Material for the task ::
┄┄┄┄┄┄┄┄┄┄┄┄┄┄┄┄┄┄┄┄
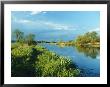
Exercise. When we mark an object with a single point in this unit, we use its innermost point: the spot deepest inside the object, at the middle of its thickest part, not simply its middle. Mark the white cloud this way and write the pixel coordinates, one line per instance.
(58, 26)
(50, 25)
(35, 12)
(23, 21)
(96, 29)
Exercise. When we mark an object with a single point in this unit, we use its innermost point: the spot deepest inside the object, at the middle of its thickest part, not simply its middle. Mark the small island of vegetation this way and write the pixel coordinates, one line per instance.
(30, 60)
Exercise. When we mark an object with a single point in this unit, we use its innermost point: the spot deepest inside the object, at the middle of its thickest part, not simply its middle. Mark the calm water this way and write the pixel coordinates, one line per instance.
(87, 59)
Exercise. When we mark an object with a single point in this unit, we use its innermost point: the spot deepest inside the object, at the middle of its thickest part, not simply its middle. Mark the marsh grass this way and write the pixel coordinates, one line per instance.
(36, 61)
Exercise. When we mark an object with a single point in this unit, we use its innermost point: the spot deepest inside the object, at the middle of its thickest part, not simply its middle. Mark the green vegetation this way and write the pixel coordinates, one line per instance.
(89, 39)
(30, 60)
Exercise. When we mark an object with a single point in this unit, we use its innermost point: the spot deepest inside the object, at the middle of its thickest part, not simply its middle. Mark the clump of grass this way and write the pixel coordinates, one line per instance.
(38, 61)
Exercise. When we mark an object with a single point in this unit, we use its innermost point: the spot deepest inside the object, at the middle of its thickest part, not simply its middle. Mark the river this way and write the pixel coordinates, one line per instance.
(86, 59)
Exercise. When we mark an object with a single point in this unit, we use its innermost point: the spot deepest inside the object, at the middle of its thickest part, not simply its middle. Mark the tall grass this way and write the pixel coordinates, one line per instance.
(38, 61)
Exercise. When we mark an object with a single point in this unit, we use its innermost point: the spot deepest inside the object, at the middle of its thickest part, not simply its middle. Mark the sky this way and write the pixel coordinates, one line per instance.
(55, 25)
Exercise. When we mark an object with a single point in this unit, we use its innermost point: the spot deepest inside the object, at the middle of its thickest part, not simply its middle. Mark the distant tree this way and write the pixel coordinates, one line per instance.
(89, 37)
(30, 39)
(18, 35)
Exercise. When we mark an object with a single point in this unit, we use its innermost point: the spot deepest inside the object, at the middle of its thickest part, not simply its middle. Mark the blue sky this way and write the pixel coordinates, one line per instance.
(55, 25)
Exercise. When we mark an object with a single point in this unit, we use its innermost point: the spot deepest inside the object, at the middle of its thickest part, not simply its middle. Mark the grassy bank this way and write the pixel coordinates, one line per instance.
(30, 61)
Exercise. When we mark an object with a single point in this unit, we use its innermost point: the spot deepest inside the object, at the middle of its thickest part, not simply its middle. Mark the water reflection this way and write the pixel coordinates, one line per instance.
(92, 52)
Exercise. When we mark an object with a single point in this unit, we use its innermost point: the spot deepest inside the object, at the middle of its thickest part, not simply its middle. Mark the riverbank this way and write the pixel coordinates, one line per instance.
(37, 61)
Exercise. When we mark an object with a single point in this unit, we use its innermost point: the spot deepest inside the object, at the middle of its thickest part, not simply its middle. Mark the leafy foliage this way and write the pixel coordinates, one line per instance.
(38, 61)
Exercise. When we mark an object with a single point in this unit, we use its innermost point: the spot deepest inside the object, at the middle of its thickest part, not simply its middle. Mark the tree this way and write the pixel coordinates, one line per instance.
(30, 39)
(18, 35)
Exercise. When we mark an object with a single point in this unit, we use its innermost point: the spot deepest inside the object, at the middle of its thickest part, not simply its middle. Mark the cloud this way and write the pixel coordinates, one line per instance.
(96, 29)
(23, 21)
(59, 26)
(44, 24)
(35, 12)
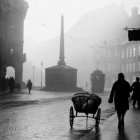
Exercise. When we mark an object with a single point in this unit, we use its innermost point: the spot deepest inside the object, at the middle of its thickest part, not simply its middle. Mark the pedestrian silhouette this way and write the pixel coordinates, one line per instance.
(11, 84)
(120, 93)
(136, 95)
(29, 85)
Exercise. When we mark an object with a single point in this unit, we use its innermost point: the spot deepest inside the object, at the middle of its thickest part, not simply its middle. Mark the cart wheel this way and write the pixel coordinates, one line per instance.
(98, 117)
(71, 117)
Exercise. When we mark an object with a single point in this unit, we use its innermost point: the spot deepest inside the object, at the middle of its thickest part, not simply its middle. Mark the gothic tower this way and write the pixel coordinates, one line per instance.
(61, 77)
(12, 17)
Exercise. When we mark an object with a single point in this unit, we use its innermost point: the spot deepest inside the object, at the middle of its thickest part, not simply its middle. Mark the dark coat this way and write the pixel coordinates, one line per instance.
(136, 91)
(120, 93)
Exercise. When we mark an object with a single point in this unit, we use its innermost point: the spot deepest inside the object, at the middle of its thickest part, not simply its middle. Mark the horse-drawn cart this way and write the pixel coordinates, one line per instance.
(85, 103)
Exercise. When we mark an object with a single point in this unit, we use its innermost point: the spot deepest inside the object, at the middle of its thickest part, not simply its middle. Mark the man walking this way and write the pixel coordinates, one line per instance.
(136, 92)
(120, 93)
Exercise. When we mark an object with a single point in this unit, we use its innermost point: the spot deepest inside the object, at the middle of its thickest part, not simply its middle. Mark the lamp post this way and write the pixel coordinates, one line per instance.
(41, 73)
(33, 74)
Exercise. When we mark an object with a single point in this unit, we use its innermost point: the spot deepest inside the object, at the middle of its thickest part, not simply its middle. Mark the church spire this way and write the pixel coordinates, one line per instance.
(61, 56)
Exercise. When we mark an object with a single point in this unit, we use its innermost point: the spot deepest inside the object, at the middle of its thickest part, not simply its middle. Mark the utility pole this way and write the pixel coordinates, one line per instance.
(33, 74)
(41, 73)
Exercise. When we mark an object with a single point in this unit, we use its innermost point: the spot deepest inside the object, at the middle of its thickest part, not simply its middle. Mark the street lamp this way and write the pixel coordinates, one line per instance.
(41, 73)
(33, 74)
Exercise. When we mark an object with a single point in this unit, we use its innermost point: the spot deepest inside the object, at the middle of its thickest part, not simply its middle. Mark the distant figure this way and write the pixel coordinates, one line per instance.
(136, 92)
(17, 86)
(29, 85)
(11, 84)
(120, 92)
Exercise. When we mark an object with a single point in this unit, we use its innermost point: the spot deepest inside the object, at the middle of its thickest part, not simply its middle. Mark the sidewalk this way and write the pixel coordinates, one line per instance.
(110, 131)
(24, 98)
┄┄┄┄┄┄┄┄┄┄┄┄┄┄┄┄┄┄┄┄
Goal of the exercise ::
Restate the records above in full and word for word, but do not carry over any pictures.

Response to the task ::
Exercise. When we mark an object with a single point in this unit, we use its innermost point: the spot deepest inside the object, at the middle of its thickest part, not simply its middle. Mark the white cloud this way and write the pixel coordinates, one line per instance.
(58, 26)
(50, 25)
(35, 12)
(23, 21)
(96, 29)
Exercise. When we mark an object with a single point in this unit, we use its innermost point: the spot deepest inside the object, at the middle of its thickest part, not simply its middle. Mark the small island of vegetation this way and write the pixel coordinates, one line per instance.
(30, 60)
Exercise. When we mark an object with a single point in this unit, we use its innermost point: the spot deepest inside the object, at the middle of its thickest part, not simply its middle. Mark the calm water this way and write the pixel coordinates, one line per instance.
(87, 59)
Exercise. When we mark an object with a single point in this unit, we use its innermost point: the spot deepest inside the object, at the middle of its thickest part, not simply its middle. Mark the marsh grass this way and write the pixel coordinates, one line per instance.
(36, 61)
Exercise. When we mark an object with a single point in this unit, we use its innermost point: the spot deepest inside the object, at the middle of its thickest part, not simply its middle. Mark the green vegetation this way and write the pixel coordinates, one line per instance.
(89, 39)
(30, 60)
Exercise. When we mark an object with a single point in this unit, we use its innermost point: the spot deepest inside the object, at the middle of its thickest part, not simply its middle. Mark the clump of grass this way and write the pixel coordinates, one line per instance.
(38, 61)
Exercise. When we mark an object with a single point in this unit, we use its innermost point: the spot deepest inside the object, at the middle of its thickest part, not simply its middle. Mark the river this way and write the pixel coordinates, one line per instance.
(86, 59)
Exercise. When we mark an object with a single point in this unit, we use its innermost point: the spot deepest inside the object, at the middle of its thickest part, not simply its middle. Mark the tall grass this way and write the pixel coordinates, one line per instance.
(38, 61)
Exercise. When we mark an object with a single point in this unit, we use its innermost point: the spot deepest inside the object, at the middle of its thickest part, not simply its middle. Mark the sky this way and write the pixel coordinates, one line per instance.
(55, 25)
Exercise. When we mark an object with a single point in this unit, we use its innermost point: the spot deepest inside the object, at the middle of its thickest part, not simply its middle. Mark the distant tree this way and write the pixel coordinates, one line per instance.
(89, 37)
(30, 39)
(18, 35)
Exercise. When we mark an object with a single point in this unit, we use its innermost point: the spot deepest inside the object, at the middle of its thickest part, not simply its middle. Mark the blue sky this way and write the pixel coordinates, one line per instance.
(55, 25)
Exercise. When we mark an object with a single point in this unit, we use its innermost point: the spot deepest inside the object, at the middle of its thickest part, not simply its middle. Mark the grassy bank this way and write the pixel coordinates, one line per instance.
(30, 61)
Exercise. When we mark an object with a single point in this unit, we use its innermost point: the spot deepest inside the object, at the middle of its thickest part, not simply its middle. Mark the water reflection this way and write the pixel coordinates, one line per instance.
(92, 52)
Exercise. When we mark an object with a single point in this unit, we use its innermost point: the spot deepest inside the object, at the middle of its thickest part, not simply its middle. Mark the riverbank this way and write the pixel coordinates, one line per instance.
(37, 61)
Exercise. When we mark an object with a single point in this unit, we use its innermost point: the spot deepest inside the object, at the middle of its thickest part, not simply its middle. Mark the leafy foliage this way and write the pixel coordinates, one line per instance.
(38, 61)
Exercise. When we mark an object with a single point in this unit, we use its innermost point: the spot deepest inside the object, at the middle of its thickest part, not simply its middle. Mark the tree this way and write the pixel coordinates, one line per instance.
(30, 39)
(18, 35)
Exercise. When we mark an object with a single point in this unit, we use its innermost point: the spot deepest inside the object, at the middle of its thickest part, not simply its middle. Mark the cloud this way and write the pixel coordinates, one line per instance.
(96, 29)
(23, 21)
(59, 26)
(44, 24)
(35, 12)
Exercise. When we mark an object with a single point in this unit, we use its innermost point: the spot deepest inside the object, at the middle of its thickest part, not simply its middle. Mark the pedestrian silhouette this way and write the pixel coordinates, one line per instance.
(11, 84)
(120, 93)
(136, 95)
(29, 85)
Exercise. When we mark an object with a single point in this unit, we use its innermost point: the spot deepest inside the object, at the middle of its thickest part, not simply its middle. Mark the cart wheel this way and write the pixel coordinates, one line per instance.
(98, 117)
(71, 117)
Exercise. When we mark an object with a single point in this unit, we use its innermost point: the spot deepest inside the object, at the middle of its thickest part, not simply its middle. Mark the gothic tower this way and write the pixel coordinates, one line per instance.
(61, 77)
(12, 17)
Exercise. When we mark an object with a single point in this unit, we use its innermost point: the spot deepest inside the object, at the middle of its thickest part, not simply its middle. Mark the dark coat this way and write the pixel coordinates, one line per instance.
(136, 91)
(120, 93)
Exercise. When we mark an object with a single point in this unit, we use its innermost point: the spot deepest inside the object, at the middle of its thickest part, not simply its middle. Mark the horse-drawn cart this way and write the pixel coordinates, one line per instance.
(85, 103)
Exercise. When we mark an object with a single point in this unit, we use its innermost point: the spot deepest inside the object, at the middle of its thickest part, not simply its middle. Mark the man walking this way and write the pixel coordinates, one line per instance.
(136, 92)
(120, 93)
Exercise. When we mark an object with a single point in this unit, we use its innermost point: the spot deepest inside the object, at the middle of its thickest part, not simply its middle. Mark the lamp post this way and write the pixel coordinates, one line per instance.
(41, 73)
(33, 74)
Exercise. When we mark an object with a single point in this unit, we use its innermost point: the spot deepest inside the object, at the middle of its thickest part, not simply its middle. Mark the church spire this way and write the pixel coordinates, one line per instance.
(61, 56)
Exercise. When we mark an object with a single point in this unit, we use its innermost point: the spot deepest inside the object, at the middle of its thickest part, not simply its middle. Mark the utility pole this way and write the pixel coordinates, one line per instance.
(33, 74)
(41, 73)
Exercise. When we mark an object with a single point in this unit, we use its innermost point: the spot deepest inside the object, at the middle of its thickest part, not simply its middle. Mark the street lamp this way and write the pixel coordinates, one line per instance.
(41, 73)
(33, 74)
Exercise. When we mark an object with a single point in this unit, we use its innermost point: the spot deepest inside the object, at the middle of its thickest part, not simply its middle. Mark the distant figure this way and write the pixel coordinates, one line per instance.
(136, 92)
(17, 86)
(29, 85)
(11, 84)
(120, 92)
Exercise. When we mark an object with a single point in this unit, we use its innermost point: the spot deepest inside the object, at the middle of its thickest part, not simply its middle. Mark the sidewalk this way and write the pixel coordinates, one line per instance.
(110, 131)
(24, 98)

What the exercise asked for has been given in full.